**PROBLEM REQUIREMENTS**
Copy everything from the start of the records down to the line containing "26 49 L 26 48", including the requests. Multiply each coordinate in the answers by 1.35 and round to whole numbers, with halves rounding up. Leave the numbers in the requests and their format samples unchanged.
=== SUPPLIED MATERIAL ===
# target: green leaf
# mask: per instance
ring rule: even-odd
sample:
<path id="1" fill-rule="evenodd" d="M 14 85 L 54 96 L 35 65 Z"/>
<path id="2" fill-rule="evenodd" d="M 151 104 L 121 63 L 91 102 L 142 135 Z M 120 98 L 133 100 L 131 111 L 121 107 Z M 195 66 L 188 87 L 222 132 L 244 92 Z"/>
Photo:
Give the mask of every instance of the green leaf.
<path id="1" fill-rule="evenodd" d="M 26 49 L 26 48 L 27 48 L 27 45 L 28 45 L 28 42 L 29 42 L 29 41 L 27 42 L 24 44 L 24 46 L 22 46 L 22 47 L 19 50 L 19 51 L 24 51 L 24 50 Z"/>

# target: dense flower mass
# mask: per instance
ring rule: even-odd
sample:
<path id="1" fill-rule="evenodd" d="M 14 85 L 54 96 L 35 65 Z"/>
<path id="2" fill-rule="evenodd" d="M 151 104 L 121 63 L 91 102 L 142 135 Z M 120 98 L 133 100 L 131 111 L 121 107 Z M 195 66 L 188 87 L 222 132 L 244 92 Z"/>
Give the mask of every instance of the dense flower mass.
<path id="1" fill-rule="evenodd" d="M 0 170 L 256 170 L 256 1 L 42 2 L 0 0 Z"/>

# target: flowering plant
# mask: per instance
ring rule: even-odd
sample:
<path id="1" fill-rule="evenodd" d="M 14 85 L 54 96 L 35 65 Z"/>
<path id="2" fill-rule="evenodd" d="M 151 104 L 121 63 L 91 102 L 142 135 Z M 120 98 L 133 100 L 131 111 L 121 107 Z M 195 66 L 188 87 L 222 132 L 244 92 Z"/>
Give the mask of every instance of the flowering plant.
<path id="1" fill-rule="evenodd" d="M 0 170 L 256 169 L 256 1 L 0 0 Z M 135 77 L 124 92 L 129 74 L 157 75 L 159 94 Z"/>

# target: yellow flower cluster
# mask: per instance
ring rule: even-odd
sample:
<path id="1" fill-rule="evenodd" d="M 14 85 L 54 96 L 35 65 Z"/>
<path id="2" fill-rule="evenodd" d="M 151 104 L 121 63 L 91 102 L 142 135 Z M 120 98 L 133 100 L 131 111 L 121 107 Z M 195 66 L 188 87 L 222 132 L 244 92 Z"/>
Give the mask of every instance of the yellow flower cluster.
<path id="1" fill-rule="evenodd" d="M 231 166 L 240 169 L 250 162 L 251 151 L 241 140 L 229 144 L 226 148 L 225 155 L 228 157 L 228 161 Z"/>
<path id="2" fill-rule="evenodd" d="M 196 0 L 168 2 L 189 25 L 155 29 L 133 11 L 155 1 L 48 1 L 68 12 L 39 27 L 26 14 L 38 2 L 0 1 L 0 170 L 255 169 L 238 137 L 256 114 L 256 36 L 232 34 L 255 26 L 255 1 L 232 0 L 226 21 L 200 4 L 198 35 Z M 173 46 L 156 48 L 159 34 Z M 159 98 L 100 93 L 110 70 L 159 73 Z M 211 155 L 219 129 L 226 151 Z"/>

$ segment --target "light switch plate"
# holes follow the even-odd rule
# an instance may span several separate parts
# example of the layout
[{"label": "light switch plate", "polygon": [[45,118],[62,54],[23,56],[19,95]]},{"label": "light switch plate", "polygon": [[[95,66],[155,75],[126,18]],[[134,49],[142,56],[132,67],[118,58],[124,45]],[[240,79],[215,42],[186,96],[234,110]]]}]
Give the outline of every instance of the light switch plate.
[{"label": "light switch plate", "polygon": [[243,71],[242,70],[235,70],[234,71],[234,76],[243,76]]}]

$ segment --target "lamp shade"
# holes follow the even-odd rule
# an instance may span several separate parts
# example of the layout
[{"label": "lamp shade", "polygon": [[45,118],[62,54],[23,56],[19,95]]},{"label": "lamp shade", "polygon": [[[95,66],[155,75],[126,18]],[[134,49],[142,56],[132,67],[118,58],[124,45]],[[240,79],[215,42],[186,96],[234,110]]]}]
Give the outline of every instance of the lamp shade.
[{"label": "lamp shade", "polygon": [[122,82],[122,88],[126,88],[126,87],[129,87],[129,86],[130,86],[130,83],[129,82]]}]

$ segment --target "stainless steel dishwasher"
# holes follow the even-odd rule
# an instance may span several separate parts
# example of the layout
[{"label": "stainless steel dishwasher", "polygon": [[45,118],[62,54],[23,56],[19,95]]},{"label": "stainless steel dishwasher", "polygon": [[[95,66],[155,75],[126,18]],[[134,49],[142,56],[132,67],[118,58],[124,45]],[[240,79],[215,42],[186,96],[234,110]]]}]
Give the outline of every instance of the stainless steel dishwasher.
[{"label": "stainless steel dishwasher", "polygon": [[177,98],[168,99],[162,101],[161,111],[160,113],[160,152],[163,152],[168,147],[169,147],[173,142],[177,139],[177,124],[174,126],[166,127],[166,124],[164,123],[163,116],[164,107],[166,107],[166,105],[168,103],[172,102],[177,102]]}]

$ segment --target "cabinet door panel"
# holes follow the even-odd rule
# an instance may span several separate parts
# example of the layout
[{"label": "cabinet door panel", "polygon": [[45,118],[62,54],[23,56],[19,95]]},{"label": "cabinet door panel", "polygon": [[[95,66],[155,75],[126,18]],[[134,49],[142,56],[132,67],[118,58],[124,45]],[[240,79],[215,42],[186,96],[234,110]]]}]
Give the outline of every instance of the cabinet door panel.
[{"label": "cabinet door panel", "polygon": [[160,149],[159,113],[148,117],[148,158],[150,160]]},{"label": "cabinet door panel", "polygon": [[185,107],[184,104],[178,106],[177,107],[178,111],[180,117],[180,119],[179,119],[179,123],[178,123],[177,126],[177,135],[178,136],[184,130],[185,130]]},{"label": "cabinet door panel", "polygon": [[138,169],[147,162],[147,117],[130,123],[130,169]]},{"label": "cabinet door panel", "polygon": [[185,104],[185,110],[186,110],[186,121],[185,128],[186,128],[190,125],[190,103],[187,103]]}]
===
**OUTPUT**
# target: green leaf
# mask: per instance
ring rule: even-odd
sample:
<path id="1" fill-rule="evenodd" d="M 14 85 L 54 96 L 35 65 Z"/>
<path id="2" fill-rule="evenodd" d="M 151 104 L 121 63 L 91 102 L 142 135 Z M 120 98 L 133 100 L 131 111 L 121 107 Z M 195 66 L 188 87 L 222 132 L 244 92 Z"/>
Photo:
Give the mask of every instance of the green leaf.
<path id="1" fill-rule="evenodd" d="M 35 66 L 35 65 L 36 65 L 36 61 L 38 61 L 38 57 L 39 57 L 39 55 L 36 57 L 32 59 L 32 62 L 30 62 L 30 63 L 26 68 L 26 69 L 32 69 L 32 68 Z"/>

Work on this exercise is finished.